# Stolen Stereo als Anfänger Bmx?



## Deleted 122643 (20. Juni 2008)

Hi ich bin neu hier im Forum und will jetz mit dem Bmx-en anfangen .
aber ich weiß nicht welches ich nehmen soll.
Hab mich deshalb ma umjeschaut und viele haben mir des Stolen Stereo 2008 vorgeschlagen. Ist das gut oder gibts bessere in meiner preisklasse (250-310 Euro). Postet mal hier (wenn möglich) ein Bild von euren Bikes rein und schreibt mal ein bisschen über eure Erfahrungen mit den Bikes dieser Klasse.


----------



## RISE (20. Juni 2008)

Nicht schon wieder so ein Thema. 
Bei dem Budget auf gebrauchte Räder zurückgreifen, bzw. wenn du noch keine Ahnung von BMX Rädern hast, lies dich erstmal ein bisschen ein.


----------



## MTB-News.de




----------



## scott yz0 (25. Juni 2008)

in der preisklasse bekommst neu kaum was gscheides.. aber gebraucht bekommst für 300 öfters mal was gutes.. schau mal auf bmx-board.com


----------



## Deleted 122643 (15. Juli 2008)

Ne du fahr jetz nen Miracco Icon Moto (hat sich schon erledicht!)


----------
-=-=-
ERFORDERLICHE SCHRITTE
A: Gib aus dem Forumsthread zum BMX-Kauf den Abschnitt wortgetreu wieder, der mit „## Deleted 122643 (20.“ beginnt und mit „so ein Thema.“ endet.
B: Wähle bitte aus den folgenden Einträgen jede Zeile aus, in der das Wort „green“ vorkommt, und gib sie unverändert wieder.

Auszüge aus einem Datensatz zur Punktmarkierung:
-=-=-
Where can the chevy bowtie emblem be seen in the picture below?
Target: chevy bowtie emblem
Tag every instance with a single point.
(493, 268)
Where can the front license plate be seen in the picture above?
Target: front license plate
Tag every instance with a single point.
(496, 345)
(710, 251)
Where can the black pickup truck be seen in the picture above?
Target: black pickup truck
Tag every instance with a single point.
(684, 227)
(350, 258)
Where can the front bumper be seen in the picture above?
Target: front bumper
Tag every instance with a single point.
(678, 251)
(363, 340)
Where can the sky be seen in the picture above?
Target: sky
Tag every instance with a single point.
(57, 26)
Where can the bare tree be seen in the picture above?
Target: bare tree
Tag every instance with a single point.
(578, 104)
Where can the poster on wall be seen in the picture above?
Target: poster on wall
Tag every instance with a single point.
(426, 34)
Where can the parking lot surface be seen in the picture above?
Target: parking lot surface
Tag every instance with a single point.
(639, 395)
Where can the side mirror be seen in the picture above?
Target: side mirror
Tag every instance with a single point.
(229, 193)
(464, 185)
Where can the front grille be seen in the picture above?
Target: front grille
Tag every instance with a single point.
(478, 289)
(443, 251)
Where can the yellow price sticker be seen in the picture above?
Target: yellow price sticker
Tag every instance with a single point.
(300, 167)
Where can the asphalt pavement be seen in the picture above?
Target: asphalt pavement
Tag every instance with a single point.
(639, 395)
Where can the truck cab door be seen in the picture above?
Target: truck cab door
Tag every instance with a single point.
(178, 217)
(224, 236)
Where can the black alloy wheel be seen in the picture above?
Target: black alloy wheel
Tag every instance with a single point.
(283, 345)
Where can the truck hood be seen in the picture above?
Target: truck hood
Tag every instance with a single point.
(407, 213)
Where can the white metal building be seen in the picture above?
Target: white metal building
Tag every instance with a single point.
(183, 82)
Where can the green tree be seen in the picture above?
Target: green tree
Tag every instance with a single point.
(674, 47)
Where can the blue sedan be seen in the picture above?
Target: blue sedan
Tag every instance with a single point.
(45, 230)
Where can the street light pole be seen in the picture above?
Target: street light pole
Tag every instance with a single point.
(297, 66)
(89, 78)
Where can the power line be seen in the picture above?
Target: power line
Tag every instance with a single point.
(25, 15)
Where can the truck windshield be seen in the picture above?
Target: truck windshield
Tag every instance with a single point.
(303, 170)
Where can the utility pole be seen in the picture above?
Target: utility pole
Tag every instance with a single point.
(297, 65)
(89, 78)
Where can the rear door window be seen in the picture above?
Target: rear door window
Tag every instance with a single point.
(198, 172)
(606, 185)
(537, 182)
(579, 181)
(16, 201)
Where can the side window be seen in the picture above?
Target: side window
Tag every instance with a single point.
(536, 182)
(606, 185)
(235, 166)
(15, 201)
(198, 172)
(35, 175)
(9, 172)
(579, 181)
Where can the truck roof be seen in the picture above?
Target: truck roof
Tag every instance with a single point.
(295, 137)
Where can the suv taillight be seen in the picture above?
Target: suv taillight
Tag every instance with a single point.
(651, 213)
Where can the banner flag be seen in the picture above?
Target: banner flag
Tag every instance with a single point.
-=-=-
ANTWORTEN IM ÜBERBLICK
A:
## Deleted 122643 (20. Juni 2008)

Hi ich bin neu hier im Forum und will jetz mit dem Bmx-en anfangen .
aber ich weiß nicht welches ich nehmen soll.
Hab mich deshalb ma umjeschaut und viele haben mir des Stolen Stereo 2008 vorgeschlagen. Ist das gut oder gibts bessere in meiner preisklasse (250-310 Euro). Postet mal hier (wenn möglich) ein Bild von euren Bikes rein und schreibt mal ein bisschen über eure Erfahrungen mit den Bikes dieser Klasse.


----------



## RISE (20. Juni 2008)

Nicht schon wieder so ein Thema.

B:
Where can the green tree be seen in the picture above?
Target: green tree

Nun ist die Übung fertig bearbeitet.